JOB 1 –
In the listing below, copy out word for word the lines from the one with "Annotation task — tag each instance of the utility" to the one with "pixel 302 151", both included.

-- begin QUOTED PASSAGE --

Man I certainly do love NASCAR. Is there any other sport that has a more hilarious fan base? What would we do without these people? We couldn't make inbreeding jokes anymore, the comedian Gallagher would be out of a job, and we couldn't make fun of anyone who actually bought the repulsive Pontiac Aztec. Although there are some crack heads out there that also own it as well.
And with that, here is a 'Byrned to a Crisp' debut: NASCAR news! Here goes ... A bunch of cars drove around in a circle this weekend, and then when one finished first a bunch of redneck hicks celebrated. Simply exhilarating.
Atlanta Thrashers, Nashville Predators and Minnesota Wild. Those are the kinds of names you would expect coming out of some garbage soccer league like the MLS or WUSA, not the NHL. What's the deal guys? On second thought, what can you expect from a league that created a team based on an Emilio Estevez movie. And no, I'm not talking about "Men at Work."
In Figure Skating news Jamie Sale and David Pelletier, better known as the "crying ice fairies," have returned to the rink. As a nation the only thing we can hope for in this as that Tonya Harding's thug-4-hire returns and mistakes their faces for their knees.
Heading into last night's Miami Dolphins game against the New York Jets, Ray Lucas has been running the Dolphins late-season swoon machine to perfection. Six interceptions in two games and a 33.5 quarterback rating, the perfect recipe for a Miami disaster. And boy were those two games fun to watch, with Ray Lucas looking more like Ray Charles out there throwing the ball. Hopefully he kept it up last night against the Jets, which I'm sure he did. If so, the swoon is in full swing and the good times are rolling.

-- end QUOTED PASSAGE --
-- begin DATA IN THIS EXERCISE --

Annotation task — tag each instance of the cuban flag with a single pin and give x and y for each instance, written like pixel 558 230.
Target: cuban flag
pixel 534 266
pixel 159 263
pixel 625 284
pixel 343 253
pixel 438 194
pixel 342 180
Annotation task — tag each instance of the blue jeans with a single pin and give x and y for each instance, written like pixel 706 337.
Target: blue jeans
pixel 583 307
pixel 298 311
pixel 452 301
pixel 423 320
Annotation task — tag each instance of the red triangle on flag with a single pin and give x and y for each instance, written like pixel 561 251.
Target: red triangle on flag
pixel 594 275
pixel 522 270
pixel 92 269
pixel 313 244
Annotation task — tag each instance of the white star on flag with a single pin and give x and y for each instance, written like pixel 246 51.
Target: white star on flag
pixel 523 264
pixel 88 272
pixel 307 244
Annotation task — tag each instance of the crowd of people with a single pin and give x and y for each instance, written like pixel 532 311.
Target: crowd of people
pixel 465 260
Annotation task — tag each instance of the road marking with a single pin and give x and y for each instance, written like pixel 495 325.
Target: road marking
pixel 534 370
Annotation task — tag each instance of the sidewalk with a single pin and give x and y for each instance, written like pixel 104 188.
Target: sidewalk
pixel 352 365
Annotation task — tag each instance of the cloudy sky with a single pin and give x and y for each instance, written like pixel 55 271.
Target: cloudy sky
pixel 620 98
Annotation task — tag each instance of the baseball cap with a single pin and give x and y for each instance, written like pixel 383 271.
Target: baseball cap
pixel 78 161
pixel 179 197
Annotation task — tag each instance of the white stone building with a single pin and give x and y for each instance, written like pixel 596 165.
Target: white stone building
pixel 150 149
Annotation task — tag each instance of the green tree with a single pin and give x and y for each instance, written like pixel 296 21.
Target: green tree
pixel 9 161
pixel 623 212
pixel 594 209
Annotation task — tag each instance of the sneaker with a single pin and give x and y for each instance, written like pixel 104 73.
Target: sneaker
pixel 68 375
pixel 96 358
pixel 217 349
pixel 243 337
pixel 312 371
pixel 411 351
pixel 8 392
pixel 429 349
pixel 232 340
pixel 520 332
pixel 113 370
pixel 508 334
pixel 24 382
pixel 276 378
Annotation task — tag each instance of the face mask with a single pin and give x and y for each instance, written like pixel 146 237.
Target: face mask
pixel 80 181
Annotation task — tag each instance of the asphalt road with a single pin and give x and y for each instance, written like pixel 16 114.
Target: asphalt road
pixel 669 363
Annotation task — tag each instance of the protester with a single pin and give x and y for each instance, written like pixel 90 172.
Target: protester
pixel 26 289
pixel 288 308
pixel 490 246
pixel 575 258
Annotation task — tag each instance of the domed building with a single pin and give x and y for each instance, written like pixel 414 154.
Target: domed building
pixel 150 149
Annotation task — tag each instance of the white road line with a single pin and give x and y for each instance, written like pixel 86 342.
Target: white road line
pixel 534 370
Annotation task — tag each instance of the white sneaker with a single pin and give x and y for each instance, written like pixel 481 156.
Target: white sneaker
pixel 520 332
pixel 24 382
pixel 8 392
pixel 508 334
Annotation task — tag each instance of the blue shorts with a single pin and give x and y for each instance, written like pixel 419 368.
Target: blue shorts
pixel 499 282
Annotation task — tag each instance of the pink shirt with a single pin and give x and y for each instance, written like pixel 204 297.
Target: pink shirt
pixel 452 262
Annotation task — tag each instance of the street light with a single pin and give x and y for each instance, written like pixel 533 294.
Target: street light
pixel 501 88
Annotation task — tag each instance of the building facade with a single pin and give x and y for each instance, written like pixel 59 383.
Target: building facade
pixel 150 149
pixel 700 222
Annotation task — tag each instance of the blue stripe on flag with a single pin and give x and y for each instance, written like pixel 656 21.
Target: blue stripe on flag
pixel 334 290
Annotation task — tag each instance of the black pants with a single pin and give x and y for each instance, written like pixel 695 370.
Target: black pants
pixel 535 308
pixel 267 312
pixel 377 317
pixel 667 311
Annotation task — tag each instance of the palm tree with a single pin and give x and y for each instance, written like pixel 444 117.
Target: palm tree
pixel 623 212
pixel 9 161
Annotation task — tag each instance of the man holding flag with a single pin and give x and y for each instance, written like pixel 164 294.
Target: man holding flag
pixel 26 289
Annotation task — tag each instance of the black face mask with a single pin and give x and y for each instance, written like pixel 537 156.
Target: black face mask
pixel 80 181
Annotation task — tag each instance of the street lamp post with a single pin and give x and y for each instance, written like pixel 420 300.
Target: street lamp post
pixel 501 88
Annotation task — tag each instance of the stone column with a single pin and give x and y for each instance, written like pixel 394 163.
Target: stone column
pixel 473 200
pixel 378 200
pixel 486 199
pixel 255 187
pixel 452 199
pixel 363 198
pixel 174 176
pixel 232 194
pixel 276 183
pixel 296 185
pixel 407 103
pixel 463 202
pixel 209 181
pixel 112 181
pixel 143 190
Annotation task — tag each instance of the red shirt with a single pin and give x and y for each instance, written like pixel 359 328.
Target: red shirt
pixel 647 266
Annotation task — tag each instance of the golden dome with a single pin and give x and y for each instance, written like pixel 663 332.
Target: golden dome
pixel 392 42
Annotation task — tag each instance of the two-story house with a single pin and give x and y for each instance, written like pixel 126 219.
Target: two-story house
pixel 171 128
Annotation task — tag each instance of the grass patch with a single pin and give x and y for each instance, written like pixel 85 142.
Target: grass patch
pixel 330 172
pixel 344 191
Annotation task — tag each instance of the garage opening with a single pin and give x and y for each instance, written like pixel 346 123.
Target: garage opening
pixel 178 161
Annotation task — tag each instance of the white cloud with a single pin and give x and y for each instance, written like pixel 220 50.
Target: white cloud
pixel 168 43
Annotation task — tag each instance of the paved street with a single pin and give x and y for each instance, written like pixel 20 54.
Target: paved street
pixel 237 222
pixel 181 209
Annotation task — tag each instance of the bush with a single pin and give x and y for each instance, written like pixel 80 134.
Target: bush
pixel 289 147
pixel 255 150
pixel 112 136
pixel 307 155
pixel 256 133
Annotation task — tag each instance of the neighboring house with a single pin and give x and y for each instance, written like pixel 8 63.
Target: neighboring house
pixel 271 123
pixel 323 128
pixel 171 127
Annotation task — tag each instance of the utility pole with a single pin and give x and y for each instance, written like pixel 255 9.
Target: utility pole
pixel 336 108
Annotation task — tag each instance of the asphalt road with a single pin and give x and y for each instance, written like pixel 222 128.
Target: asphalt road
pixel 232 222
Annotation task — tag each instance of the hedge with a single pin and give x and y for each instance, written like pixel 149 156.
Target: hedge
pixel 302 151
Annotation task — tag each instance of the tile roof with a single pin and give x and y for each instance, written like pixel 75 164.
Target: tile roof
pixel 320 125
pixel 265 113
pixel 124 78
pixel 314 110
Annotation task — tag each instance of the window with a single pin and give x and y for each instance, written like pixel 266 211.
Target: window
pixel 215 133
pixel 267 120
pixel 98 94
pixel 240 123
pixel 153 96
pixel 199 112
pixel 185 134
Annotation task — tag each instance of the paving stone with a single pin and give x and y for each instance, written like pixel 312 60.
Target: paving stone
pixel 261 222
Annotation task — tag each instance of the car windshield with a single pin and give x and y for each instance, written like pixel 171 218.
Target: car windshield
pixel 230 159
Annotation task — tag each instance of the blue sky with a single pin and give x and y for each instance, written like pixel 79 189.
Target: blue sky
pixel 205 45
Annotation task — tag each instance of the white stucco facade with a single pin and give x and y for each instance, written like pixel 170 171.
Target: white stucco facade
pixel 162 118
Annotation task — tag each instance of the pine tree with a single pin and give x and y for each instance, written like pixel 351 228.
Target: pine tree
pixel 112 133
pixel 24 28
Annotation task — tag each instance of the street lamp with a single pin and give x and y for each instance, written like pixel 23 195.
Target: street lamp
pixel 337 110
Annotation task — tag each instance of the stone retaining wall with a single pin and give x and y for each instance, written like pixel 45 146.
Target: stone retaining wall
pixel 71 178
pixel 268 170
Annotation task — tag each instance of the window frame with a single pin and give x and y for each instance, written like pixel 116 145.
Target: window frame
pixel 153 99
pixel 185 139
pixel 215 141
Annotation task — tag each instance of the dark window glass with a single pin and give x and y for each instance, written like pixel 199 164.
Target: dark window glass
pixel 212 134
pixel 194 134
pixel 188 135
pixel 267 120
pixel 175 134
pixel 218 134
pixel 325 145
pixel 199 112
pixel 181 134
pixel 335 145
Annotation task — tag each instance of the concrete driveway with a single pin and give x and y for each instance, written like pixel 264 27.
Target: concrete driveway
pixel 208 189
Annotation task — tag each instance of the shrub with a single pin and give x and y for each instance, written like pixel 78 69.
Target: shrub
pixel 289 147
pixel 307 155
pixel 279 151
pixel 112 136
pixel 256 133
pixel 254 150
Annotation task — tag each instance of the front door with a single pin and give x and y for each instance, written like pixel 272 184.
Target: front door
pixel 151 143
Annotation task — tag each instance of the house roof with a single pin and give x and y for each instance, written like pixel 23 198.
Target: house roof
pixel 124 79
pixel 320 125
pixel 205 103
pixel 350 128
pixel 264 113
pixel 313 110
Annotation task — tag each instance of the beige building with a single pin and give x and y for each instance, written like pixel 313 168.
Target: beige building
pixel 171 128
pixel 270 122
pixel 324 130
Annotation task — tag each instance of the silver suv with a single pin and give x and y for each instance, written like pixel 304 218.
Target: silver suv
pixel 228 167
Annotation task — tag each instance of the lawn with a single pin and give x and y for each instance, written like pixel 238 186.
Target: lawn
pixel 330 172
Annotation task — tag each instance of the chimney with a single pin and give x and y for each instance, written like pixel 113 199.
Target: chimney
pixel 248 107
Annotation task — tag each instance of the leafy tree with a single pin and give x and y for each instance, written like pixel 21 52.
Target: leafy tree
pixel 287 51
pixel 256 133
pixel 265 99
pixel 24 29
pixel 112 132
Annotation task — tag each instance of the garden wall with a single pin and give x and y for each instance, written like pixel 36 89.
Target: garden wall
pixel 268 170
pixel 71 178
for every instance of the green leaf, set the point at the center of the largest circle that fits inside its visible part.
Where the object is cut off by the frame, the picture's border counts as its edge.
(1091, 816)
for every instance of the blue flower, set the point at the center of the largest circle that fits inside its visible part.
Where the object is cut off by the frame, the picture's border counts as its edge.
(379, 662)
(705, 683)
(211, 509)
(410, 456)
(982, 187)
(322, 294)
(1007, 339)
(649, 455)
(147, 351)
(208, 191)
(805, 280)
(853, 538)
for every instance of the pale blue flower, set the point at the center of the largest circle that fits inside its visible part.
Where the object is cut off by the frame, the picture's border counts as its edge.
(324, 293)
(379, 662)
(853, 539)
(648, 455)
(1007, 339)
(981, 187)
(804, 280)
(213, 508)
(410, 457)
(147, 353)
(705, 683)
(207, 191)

-- end DATA IN THIS EXERCISE --

JOB 2 –
Name every person mentioned by name in the sports column above.

WRITTEN REPLY 1 –
Annotation task — tag each instance of the utility pole with a single pin and give x and y for each instance, written like pixel 255 9.
Target: utility pole
pixel 336 108
Annotation task — tag each instance of the asphalt road with a single pin and give x and y for each instance, written like pixel 222 128.
Target: asphalt road
pixel 232 222
Annotation task — tag each instance of the hedge with a single pin and give x and y for each instance, written like pixel 149 156.
Target: hedge
pixel 302 151

WRITTEN REPLY 2 –
- Gallagher
- Emilio Estevez
- Jamie Sale
- David Pelletier
- Tonya Harding
- Ray Lucas
- Ray Charles